» **ФРАГМЕНТ ТЕКСТА**
------------------------------
Впрочем, большинство наверняка являлись на Брестрат, лелея мечты стать настоящими живописцами. Самуэлю ван Хогстратену было не больше четырнадцати, когда он прибыл в Амстердам из Дордрехта. Его отец, художник-жанрист и пейзажист, давший ему базовое художественное образование, умер в 1640 году, и Самуэль решил во что бы то ни стало отправиться в Амстердам, преодолев серьезное сопротивление близких. Зачем весьма одаренному юноше искать другого наставника, если у него есть бесценная возможность учиться у самого Рембрандта? Ученик самого Хогстратена Хаубракен в своем кратком жизнеописании Говерта Флинка упоминал, что, поскольку «манеру Рембрандта повсюду столь превозносили и должно было воспроизводить ее, дабы угодить любым заказчикам, он [Флинк] счел разумным приехать в Амстердам и учиться в течение года у Рембрандта в мастерской, где он усвоил приемы своего наставника и вышеназванную манеру письма»[547]. О даровании Флинка, продолжает Хаубракен, свидетельствует тот факт, что «в скором времени» его собственные работы стали принимать за «картины кисти Рембрандта» и «продавать под именем его учителя» (курсив мой. – С. Ш.).
------------------------------
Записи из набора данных
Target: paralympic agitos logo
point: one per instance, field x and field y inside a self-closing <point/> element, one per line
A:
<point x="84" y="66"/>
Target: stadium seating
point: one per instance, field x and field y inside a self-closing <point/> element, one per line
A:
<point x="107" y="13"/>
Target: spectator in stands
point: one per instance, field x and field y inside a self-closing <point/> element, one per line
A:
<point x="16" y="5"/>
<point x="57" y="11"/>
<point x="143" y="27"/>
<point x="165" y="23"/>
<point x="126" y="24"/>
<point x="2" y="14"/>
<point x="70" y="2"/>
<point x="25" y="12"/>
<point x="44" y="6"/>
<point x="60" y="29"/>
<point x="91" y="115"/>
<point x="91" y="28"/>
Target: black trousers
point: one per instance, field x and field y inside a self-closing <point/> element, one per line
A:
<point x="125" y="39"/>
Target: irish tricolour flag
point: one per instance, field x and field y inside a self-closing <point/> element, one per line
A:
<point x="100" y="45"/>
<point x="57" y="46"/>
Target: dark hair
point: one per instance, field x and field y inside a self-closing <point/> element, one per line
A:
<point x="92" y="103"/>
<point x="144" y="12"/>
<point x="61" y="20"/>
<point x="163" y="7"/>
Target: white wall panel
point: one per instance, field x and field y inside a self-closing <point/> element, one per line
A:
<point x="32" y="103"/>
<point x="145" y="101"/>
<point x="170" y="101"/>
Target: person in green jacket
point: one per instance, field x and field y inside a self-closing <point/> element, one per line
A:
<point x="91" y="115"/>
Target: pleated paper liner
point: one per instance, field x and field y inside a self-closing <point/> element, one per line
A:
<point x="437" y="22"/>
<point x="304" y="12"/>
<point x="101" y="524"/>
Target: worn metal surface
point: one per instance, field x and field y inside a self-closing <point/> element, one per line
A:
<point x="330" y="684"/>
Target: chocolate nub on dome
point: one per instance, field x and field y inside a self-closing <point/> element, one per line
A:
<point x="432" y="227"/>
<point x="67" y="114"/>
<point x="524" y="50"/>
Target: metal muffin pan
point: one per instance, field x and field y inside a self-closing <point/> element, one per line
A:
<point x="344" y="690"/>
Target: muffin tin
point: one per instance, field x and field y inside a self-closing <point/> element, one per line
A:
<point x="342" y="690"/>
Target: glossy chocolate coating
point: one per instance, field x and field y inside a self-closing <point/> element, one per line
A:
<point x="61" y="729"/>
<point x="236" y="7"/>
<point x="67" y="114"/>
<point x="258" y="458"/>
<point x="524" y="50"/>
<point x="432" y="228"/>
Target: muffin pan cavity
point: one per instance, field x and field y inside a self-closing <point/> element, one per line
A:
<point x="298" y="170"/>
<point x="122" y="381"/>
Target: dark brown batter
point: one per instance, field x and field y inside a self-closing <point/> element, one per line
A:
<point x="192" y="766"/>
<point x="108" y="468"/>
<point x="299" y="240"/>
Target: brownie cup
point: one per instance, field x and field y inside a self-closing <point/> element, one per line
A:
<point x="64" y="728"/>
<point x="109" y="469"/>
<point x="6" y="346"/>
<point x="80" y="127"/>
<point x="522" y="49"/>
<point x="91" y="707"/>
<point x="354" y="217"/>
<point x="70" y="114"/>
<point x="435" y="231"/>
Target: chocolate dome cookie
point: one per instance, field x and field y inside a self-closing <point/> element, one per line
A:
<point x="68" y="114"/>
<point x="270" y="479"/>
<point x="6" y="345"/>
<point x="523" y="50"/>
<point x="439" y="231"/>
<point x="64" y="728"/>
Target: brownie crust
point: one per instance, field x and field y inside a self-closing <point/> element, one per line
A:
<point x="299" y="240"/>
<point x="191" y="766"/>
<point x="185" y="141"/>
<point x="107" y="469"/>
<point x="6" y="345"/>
------------------------------
» **УСЛОВИЕ ЗАДАНИЯ**
Перепишите фрагмент об учениках Рембрандта целиком, сохраняя каждое слово и каждый знак. Приведенные записи представляют собой отдельный материал.

» **РЕШЕНИЕ**
Впрочем, большинство наверняка являлись на Брестрат, лелея мечты стать настоящими живописцами. Самуэлю ван Хогстратену было не больше четырнадцати, когда он прибыл в Амстердам из Дордрехта. Его отец, художник-жанрист и пейзажист, давший ему базовое художественное образование, умер в 1640 году, и Самуэль решил во что бы то ни стало отправиться в Амстердам, преодолев серьезное сопротивление близких. Зачем весьма одаренному юноше искать другого наставника, если у него есть бесценная возможность учиться у самого Рембрандта? Ученик самого Хогстратена Хаубракен в своем кратком жизнеописании Говерта Флинка упоминал, что, поскольку «манеру Рембрандта повсюду столь превозносили и должно было воспроизводить ее, дабы угодить любым заказчикам, он [Флинк] счел разумным приехать в Амстердам и учиться в течение года у Рембрандта в мастерской, где он усвоил приемы своего наставника и вышеназванную манеру письма»[547]. О даровании Флинка, продолжает Хаубракен, свидетельствует тот факт, что «в скором времени» его собственные работы стали принимать за «картины кисти Рембрандта» и «продавать под именем его учителя» (курсив мой. – С. Ш.).